▶ _REQUIRED ACTION_:
One part of the entries below is wanted: the lines from the one containing "find the green foliage" through the one containing "find the building window". Write those out exactly and nothing else.

▶ _EXERCISE INPUTS_:
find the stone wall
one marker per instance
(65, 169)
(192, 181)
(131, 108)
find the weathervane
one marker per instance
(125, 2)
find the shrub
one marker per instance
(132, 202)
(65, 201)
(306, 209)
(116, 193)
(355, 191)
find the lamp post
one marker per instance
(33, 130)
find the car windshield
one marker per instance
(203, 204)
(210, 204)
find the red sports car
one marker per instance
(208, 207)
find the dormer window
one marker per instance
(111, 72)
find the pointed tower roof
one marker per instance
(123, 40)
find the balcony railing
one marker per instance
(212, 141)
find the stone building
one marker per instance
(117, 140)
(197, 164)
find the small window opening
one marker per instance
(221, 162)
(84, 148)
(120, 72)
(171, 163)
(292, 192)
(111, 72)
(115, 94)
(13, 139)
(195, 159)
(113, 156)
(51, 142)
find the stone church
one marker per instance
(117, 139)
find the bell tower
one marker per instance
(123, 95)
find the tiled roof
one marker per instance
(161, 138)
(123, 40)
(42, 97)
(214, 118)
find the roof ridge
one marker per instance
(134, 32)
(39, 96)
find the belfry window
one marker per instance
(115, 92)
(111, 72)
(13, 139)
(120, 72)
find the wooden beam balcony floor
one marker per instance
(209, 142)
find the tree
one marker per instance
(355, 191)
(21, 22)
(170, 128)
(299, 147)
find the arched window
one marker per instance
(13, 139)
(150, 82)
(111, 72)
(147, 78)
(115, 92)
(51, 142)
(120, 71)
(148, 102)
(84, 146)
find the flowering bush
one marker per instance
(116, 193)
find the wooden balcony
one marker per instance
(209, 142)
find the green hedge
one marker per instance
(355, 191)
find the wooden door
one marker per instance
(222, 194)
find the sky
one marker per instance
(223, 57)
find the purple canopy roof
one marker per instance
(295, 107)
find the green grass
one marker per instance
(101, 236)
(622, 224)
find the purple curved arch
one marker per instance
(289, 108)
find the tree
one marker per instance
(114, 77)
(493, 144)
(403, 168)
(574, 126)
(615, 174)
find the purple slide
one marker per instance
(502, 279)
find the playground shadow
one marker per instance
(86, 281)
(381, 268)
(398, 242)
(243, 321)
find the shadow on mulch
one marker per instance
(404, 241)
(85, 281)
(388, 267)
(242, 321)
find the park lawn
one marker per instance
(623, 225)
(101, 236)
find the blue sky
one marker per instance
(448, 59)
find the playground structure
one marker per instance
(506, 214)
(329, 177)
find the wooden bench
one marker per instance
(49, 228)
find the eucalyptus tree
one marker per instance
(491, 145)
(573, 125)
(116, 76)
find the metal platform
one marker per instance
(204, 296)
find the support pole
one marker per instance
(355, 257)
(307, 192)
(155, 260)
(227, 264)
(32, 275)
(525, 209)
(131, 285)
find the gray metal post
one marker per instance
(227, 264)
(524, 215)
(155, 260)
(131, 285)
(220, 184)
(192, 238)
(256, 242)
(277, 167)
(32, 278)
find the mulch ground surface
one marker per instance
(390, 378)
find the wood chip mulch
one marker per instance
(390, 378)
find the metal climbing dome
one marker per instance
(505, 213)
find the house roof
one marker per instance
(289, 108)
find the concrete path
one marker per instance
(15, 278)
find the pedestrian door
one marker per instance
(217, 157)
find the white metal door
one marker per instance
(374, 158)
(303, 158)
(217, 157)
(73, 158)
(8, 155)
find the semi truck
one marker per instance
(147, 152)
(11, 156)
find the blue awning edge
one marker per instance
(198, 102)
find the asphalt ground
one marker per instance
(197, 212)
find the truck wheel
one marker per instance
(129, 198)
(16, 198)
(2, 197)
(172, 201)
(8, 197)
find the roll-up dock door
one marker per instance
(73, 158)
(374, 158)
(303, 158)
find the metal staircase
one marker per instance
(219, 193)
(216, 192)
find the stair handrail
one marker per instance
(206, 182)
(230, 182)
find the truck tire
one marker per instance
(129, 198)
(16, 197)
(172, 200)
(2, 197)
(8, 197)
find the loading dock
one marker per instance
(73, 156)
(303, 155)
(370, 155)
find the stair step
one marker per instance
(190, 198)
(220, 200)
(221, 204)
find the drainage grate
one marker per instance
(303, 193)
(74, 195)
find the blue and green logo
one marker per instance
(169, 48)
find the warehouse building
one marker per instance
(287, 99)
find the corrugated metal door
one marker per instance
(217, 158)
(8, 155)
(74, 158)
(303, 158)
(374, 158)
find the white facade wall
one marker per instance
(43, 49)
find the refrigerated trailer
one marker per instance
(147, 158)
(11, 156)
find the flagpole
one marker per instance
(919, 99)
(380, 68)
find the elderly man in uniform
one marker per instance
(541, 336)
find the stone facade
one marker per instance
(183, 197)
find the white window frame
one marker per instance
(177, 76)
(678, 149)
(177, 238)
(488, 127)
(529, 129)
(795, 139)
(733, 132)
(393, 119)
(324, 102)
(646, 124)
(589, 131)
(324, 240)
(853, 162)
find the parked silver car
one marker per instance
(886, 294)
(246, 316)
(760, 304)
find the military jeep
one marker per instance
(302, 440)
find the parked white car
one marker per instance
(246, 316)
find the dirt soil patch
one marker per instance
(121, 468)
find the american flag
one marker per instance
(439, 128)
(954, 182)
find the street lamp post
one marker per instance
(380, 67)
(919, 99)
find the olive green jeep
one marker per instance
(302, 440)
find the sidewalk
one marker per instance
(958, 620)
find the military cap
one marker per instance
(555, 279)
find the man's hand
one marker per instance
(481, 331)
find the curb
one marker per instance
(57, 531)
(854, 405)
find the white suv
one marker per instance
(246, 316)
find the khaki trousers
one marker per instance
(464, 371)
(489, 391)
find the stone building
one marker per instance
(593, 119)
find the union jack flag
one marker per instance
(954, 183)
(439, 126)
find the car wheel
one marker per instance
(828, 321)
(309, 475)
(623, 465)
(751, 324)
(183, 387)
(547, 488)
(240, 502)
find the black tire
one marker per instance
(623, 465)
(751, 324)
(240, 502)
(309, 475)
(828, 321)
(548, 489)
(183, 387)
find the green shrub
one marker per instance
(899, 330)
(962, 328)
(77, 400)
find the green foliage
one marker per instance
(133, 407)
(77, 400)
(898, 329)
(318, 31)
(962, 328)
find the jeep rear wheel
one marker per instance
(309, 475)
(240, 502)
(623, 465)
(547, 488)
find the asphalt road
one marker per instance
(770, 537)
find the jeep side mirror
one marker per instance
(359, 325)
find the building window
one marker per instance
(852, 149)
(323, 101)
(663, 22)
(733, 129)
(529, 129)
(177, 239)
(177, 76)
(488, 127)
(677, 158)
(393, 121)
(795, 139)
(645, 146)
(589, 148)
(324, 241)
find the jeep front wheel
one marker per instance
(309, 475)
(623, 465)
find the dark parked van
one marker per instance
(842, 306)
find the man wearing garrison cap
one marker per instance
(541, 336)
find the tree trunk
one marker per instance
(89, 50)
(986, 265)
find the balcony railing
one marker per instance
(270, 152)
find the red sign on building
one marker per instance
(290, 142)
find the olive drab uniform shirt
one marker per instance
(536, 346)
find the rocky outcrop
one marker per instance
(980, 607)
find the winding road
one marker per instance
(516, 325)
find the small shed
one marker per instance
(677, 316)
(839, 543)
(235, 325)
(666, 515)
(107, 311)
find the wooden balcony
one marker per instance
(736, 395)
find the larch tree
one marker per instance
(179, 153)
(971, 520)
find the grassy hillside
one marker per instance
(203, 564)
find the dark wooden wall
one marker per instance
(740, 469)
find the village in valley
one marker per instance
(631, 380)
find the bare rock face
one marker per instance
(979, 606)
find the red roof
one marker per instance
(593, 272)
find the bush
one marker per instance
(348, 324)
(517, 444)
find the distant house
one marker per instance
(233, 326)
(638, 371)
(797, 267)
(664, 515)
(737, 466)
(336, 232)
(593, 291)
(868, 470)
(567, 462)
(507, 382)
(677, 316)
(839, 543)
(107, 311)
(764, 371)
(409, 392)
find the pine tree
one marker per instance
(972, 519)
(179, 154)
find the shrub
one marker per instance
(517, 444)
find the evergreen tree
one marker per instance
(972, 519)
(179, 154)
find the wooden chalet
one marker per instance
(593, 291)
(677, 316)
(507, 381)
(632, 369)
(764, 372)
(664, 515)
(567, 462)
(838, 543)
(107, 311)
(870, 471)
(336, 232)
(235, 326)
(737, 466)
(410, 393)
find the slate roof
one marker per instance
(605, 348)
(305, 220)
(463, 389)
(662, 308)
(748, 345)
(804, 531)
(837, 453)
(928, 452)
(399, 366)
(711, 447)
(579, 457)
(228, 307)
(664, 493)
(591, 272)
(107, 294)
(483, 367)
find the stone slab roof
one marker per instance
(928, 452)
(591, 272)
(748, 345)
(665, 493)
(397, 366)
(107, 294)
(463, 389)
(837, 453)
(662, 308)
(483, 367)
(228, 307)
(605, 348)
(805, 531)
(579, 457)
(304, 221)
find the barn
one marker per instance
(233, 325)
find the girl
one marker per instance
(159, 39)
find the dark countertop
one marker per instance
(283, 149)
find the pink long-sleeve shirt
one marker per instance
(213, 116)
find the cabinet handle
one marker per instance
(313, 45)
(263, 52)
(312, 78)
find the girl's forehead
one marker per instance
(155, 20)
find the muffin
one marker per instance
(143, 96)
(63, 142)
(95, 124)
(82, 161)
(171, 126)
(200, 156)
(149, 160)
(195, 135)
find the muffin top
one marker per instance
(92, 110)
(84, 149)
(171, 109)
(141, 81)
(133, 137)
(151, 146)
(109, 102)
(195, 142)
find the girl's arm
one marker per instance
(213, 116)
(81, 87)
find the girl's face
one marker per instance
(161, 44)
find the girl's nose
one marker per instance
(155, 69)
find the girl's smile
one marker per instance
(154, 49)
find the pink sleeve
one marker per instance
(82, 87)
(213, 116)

▶ _SOLUTION BELOW_:
find the green foliage
one marker per instance
(133, 407)
(77, 400)
(898, 329)
(318, 31)
(962, 328)
find the jeep rear wheel
one marker per instance
(309, 475)
(240, 502)
(623, 465)
(547, 488)
find the asphalt road
one marker per instance
(770, 537)
find the jeep side mirror
one marker per instance
(359, 325)
find the building window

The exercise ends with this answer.